** TEXTE DU DOCUMENT **
-.-.-

Valérie De Bue, d’économiste à l’IBW à ministre wallonne de la Fonction publique (portrait)

© Alexis Haulot
Christophe De Caevel
Christophe De Caevel Journaliste Trends-Tendances

Libéralisme et fonction publique ne sont pas forcément antinomiques. La preuve par l’actuelle ministre wallonne de la Fonction publique qui, par choix, a travaillé 10 ans comme économiste à l’IBW, avant de s’engager en politique.

Remerciera-t-elle un jour Georges-Louis Bouchez? Le président du MR a en effet propulsé Valérie De Bue au centre de l’actualité politique en annonçant, le 1er octobre, son éviction du gouvernement wallon au profit de Denis Ducarme. La ministre de la Fonction publique, de l’Informatique, de la Simplification administrative, du Tourisme, du Patrimoine et de la Sécurité routière (oui, tout cela! ) a reçu des marques de soutien venues de tous les horizons. Au point que, même sans le décret imposant au moins un tiers de femmes (ou d’hommes) au gouvernement wallon, il n’est pas exclu qu’elle aurait sauvé son poste. En outre, malgré sa discrétion coutumière, Valérie De Bue est une femme politique populaire: tous partis confondus, elle a réalisé le troisième score en nombre de voix de préférence (le huitième, en proportion du nombre d’électeurs, dans sa circonscription) au scrutin de 2019 pour le Parlement wallon.

Une Première ministre, une présidente de la Chambre, de plus en plus d’élues, etc. Les choses bougent mais les quotas restent, je pense, un mal nécessaire.

Economiste de formation (UCLouvain), Valérie De Bue a travaillé un temps à l’Institut de recherches économiques et sociales de l’université – elle y a notamment côtoyé l’ancien président d’Ecolo Philippe Defeyt – avant de rejoindre l’intercommunale de développement économique IBW. Un choix résolu en faveur d’une structure publique. “Je ne me voyais pas travailler pour Coca-Cola”, a-t-elle un jour résumé dans L’Echo. “J’ai beaucoup apprécié le côté hybride de l’intercommunale, commente-t-elle. On s’occupait de développement économique mais aussi d’urbanisme et d’environnement. Nous avons ainsi mis en place les premières unités de valorisation des déchets. L’IBW reste une petite intercommunale, avec une gestion souple et agile.”

De l’aménagement du territoire à la politique

Entre l’économie et l’environnement, il y a l’aménagement du territoire. Une passion chez Valérie De Bue, qui décrochera d’ailleurs par la suite un diplôme en études spécialisées en aménagement du territoire et urbanisme. “Nous étions toute une petite bande à suivre ce DES, se souvient-elle. Il y avait des architectes, des historiens de l’art, des juristes… C’était très stimulant sur le plan intellectuel.”

-.-.-

[Enregistrements source]
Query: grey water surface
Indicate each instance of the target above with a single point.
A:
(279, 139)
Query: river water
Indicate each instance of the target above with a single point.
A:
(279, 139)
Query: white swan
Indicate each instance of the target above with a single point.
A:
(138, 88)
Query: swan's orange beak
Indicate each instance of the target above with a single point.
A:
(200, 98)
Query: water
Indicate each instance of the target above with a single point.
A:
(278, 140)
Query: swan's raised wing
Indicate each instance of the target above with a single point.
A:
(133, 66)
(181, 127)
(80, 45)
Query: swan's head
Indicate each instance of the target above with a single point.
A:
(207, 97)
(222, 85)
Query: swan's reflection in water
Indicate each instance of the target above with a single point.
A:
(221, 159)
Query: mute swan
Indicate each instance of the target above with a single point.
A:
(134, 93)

-.-.-

** CONSIGNES DE TRAVAIL **
A: Recopiez à l'identique les enregistrements, en commençant à la ligne qui contient « Query: mute swan » et en allant jusqu'à la fin des enregistrements.
B: Poursuivez le portrait de Valérie De Bue à partir de l'endroit où il s'arrête.
Le texte et les enregistrements n'ont aucun lien entre eux.

** VOICI LES RÉPONSES **
A:
Query: mute swan
Indicate each instance of the target above with a single point.
A:
(134, 93)

B:
Ce diplôme en poche, la jeune Nivelloise pousse la porte de la Commission communale d’aménagement du territoire (CCAT). Elle espère décrocher une mission technique pour valoriser ses nouvelles compétences, elle ressort avec… une place sur la liste électorale emmenée par l’échevin de l’Urbanisme, Pierre Huart. “J’étais intéressée par la chose publique, la liste était en phase de renouvellement, je n’ai en fait pas beaucoup hésité”, se souvient celle qui fut élue au conseil communal et obtint la présidence de la CCAT!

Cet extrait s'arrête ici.